● **GIVEN PASSAGE**
Who are the scientists to whom you refer, who know that the size of our brain prevents our comprehension of certain things in the universe? What correlation is there between the size of the brain and what it is able to comprehend? Science proceeds upon the opposite assumption, that nothing is unknowable. Countless things commonplace in our lives today, were thought beyond our comprehension a hundred or so years ago.

Your attitude is not only unscientific, it is a denial of the social nature of human knowledge. No one man, or group of men comprehend the total of what is known today, but it is known to mankind as a whole.

It is not for us to disprove the existence of gods. It is for those who believe in them to prove they do exist. Likewise with your supernatural forces. Gods and other supernatural ideas were conceived by primitive men to explain things that were mysterious to them. We do not need to comprehend the universe to be able to dismiss them. We merely need to understand man’s history.

You are a one for making wild assertions and then claiming scientific knowledge as your ally. The article “Poverty Anonymous”, did not claim “that the world is able to materially support any level of human population”. Your alleged fact, that "with any given material standard of living there must obviously be a limit to the size of the human population sustainable on this planet”, is meaningless. For example primitive man who only numbered a few million spread thinly over the earth, only had the means to scratch the crudest existence from nature. His world could materially support only a tribal existence on a day-to-day basis. Today there are approximately 4000 million people which modern technology sustains at a vastly different level. Yet, when primitive man starved it was because of the physical impossibility of finding food. Today, human beings starve while mountains of food are destroyed in many parts of the world. As technology (man’s knowledge) grows so does his capacity to provide his needs.

● **REQUIRED WORK**
Copy the passage on science and supernatural belief in full, word for word. The rows have nothing to do with the passage on science and supernatural belief.

● **RECORDS SHOWN**
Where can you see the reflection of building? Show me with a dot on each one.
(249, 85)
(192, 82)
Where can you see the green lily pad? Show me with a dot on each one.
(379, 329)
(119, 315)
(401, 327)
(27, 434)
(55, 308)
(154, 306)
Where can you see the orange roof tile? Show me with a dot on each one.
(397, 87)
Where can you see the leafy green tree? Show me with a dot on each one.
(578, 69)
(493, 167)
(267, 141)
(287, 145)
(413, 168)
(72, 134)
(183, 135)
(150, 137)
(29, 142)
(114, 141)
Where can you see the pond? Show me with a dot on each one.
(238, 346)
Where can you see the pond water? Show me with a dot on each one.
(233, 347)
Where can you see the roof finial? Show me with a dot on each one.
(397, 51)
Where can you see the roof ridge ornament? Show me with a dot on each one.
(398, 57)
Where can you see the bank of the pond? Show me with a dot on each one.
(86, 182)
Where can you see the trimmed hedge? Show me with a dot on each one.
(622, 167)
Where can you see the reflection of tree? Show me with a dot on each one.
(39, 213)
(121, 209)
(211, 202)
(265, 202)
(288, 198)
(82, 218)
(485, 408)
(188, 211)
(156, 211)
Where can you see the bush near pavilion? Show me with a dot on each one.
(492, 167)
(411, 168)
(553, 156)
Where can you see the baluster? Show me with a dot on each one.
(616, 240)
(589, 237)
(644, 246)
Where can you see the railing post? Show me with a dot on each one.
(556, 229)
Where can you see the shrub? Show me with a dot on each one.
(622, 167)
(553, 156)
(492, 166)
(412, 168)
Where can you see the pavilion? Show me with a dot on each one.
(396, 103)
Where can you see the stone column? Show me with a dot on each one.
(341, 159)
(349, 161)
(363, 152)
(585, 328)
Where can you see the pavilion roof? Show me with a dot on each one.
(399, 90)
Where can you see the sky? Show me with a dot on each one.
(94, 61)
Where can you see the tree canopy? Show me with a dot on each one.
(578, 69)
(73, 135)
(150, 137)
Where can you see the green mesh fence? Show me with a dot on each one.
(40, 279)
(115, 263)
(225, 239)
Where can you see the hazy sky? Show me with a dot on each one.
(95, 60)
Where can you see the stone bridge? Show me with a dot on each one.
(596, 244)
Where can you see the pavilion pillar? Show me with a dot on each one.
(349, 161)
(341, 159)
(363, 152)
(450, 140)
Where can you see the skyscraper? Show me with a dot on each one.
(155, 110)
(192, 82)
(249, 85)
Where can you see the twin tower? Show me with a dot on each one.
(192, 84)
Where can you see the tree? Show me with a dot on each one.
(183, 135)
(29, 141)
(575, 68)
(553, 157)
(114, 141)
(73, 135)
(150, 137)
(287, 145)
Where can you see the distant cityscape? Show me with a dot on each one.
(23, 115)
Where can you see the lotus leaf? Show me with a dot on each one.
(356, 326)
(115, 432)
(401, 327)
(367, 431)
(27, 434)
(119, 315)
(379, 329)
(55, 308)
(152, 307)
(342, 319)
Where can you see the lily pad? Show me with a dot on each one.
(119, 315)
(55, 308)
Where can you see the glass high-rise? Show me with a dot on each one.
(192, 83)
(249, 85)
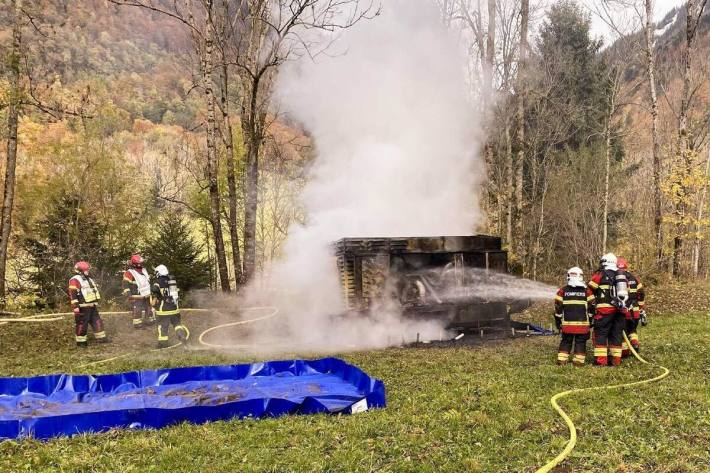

● **EXERCISE RESPONSE**
Who are the scientists to whom you refer, who know that the size of our brain prevents our comprehension of certain things in the universe? What correlation is there between the size of the brain and what it is able to comprehend? Science proceeds upon the opposite assumption, that nothing is unknowable. Countless things commonplace in our lives today, were thought beyond our comprehension a hundred or so years ago.

Your attitude is not only unscientific, it is a denial of the social nature of human knowledge. No one man, or group of men comprehend the total of what is known today, but it is known to mankind as a whole.

It is not for us to disprove the existence of gods. It is for those who believe in them to prove they do exist. Likewise with your supernatural forces. Gods and other supernatural ideas were conceived by primitive men to explain things that were mysterious to them. We do not need to comprehend the universe to be able to dismiss them. We merely need to understand man’s history.

You are a one for making wild assertions and then claiming scientific knowledge as your ally. The article “Poverty Anonymous”, did not claim “that the world is able to materially support any level of human population”. Your alleged fact, that "with any given material standard of living there must obviously be a limit to the size of the human population sustainable on this planet”, is meaningless. For example primitive man who only numbered a few million spread thinly over the earth, only had the means to scratch the crudest existence from nature. His world could materially support only a tribal existence on a day-to-day basis. Today there are approximately 4000 million people which modern technology sustains at a vastly different level. Yet, when primitive man starved it was because of the physical impossibility of finding food. Today, human beings starve while mountains of food are destroyed in many parts of the world. As technology (man’s knowledge) grows so does his capacity to provide his needs.